• _What you need to do_: Pick out every line in the records below that contains the word "small" and copy each one, treating uppercase and lowercase letters as different.

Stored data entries
* * * * *

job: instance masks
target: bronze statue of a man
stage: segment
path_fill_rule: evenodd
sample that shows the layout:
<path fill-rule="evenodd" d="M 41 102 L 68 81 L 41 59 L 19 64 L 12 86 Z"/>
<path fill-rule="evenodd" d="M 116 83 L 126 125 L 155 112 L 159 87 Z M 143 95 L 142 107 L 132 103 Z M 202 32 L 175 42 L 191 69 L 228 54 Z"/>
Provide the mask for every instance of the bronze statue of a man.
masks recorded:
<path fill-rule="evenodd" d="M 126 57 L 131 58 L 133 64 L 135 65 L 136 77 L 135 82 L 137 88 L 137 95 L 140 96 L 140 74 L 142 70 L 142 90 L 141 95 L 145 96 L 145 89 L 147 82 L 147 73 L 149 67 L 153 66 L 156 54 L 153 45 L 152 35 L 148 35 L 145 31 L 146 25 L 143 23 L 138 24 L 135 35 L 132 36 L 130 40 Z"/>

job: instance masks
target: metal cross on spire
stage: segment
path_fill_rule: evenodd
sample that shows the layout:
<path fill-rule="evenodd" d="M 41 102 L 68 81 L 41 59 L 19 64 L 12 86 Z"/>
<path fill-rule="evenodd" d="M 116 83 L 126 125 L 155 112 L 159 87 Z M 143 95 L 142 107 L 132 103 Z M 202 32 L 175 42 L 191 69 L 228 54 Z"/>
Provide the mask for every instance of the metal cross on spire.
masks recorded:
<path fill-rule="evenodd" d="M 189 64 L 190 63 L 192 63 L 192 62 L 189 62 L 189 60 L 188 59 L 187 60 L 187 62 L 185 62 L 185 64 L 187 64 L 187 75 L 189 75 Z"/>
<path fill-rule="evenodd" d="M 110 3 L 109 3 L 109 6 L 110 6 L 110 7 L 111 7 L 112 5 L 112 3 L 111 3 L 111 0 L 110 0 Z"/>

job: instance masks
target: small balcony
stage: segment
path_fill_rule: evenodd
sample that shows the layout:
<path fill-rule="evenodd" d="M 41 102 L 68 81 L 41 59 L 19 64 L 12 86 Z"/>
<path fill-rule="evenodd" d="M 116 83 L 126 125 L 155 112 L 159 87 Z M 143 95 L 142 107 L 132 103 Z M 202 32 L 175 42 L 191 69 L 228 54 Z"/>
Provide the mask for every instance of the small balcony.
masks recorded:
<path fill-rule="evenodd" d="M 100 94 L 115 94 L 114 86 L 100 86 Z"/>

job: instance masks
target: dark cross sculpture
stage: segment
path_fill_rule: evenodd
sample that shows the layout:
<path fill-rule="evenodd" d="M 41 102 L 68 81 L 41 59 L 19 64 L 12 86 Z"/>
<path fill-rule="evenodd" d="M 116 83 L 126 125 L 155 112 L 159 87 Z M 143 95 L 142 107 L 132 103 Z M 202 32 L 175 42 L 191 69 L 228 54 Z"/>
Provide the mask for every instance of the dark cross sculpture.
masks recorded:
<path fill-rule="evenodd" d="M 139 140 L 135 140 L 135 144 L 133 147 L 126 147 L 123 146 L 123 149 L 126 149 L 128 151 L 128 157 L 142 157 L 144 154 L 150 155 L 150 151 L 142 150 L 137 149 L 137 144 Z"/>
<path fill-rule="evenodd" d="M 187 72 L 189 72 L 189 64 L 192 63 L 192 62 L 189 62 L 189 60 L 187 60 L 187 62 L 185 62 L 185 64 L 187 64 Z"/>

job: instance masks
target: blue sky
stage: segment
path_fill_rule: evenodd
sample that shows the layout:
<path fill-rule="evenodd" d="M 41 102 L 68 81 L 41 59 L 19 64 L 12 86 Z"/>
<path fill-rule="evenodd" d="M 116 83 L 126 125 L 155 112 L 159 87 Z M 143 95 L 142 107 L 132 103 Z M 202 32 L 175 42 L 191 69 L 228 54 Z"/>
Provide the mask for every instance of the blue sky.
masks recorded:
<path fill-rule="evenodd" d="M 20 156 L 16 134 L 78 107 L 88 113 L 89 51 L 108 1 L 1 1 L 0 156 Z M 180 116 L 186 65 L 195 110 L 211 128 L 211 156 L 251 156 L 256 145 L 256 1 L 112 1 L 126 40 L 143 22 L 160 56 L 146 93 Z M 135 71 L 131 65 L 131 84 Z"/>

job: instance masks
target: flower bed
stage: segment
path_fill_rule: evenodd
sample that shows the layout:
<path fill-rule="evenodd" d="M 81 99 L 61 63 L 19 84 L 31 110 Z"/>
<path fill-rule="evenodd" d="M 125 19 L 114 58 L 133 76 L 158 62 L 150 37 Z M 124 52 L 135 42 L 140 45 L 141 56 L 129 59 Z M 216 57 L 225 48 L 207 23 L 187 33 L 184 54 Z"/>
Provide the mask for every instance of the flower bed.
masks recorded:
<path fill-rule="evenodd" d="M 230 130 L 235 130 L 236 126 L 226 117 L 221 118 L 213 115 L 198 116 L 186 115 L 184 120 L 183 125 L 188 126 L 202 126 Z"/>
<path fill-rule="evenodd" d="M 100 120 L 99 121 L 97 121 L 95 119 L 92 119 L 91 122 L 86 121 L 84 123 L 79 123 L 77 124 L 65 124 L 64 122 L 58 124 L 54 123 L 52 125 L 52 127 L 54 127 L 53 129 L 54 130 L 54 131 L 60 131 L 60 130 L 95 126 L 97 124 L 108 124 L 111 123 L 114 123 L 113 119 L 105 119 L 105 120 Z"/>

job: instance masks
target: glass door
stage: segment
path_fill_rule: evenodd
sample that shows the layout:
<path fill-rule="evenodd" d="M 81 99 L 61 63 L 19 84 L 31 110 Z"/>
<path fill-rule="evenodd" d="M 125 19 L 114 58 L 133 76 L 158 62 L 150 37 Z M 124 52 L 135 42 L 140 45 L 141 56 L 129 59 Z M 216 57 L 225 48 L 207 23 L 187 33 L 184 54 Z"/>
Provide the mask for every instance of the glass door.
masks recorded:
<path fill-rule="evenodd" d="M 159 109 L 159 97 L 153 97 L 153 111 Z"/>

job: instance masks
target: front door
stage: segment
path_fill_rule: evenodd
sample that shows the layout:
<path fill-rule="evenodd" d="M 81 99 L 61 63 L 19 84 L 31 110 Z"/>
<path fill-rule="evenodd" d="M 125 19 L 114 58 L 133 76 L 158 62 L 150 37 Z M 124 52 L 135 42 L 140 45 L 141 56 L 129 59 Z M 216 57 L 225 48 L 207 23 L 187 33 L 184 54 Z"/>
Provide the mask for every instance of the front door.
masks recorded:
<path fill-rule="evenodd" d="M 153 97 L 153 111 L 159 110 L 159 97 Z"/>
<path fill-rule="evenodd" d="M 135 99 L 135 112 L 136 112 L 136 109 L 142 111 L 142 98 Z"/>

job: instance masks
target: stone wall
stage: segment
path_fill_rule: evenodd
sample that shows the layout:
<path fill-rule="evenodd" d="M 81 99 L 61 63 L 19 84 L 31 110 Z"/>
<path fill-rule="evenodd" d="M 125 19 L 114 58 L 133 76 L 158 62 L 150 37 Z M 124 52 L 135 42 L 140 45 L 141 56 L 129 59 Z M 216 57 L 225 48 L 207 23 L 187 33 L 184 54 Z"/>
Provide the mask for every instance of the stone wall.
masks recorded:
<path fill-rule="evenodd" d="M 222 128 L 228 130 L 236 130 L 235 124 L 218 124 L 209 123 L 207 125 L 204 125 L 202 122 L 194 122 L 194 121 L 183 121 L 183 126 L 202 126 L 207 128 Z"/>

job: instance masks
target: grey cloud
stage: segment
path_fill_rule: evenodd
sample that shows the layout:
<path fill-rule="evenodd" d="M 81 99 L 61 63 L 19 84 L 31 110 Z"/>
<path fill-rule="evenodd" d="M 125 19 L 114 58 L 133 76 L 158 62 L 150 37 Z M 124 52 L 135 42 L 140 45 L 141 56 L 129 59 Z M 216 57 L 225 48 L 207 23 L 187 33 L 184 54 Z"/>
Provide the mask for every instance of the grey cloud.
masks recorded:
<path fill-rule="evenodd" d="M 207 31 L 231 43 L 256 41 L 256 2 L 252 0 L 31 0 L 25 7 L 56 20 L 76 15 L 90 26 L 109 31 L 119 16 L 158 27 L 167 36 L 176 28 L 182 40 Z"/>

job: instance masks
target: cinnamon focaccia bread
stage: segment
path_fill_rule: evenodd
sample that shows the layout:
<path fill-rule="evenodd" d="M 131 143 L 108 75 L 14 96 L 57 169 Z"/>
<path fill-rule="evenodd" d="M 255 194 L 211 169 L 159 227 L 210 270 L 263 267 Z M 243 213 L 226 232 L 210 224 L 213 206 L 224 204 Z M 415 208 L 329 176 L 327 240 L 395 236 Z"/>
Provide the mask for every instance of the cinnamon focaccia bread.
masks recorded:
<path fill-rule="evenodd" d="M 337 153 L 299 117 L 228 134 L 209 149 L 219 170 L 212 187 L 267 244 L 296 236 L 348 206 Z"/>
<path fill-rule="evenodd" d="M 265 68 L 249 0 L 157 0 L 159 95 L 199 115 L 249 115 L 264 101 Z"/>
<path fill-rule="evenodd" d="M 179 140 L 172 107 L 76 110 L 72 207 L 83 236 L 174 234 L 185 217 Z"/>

* * * * *

• _Output of the exercise_:
target: small balcony
Provide the mask for every instance of the small balcony.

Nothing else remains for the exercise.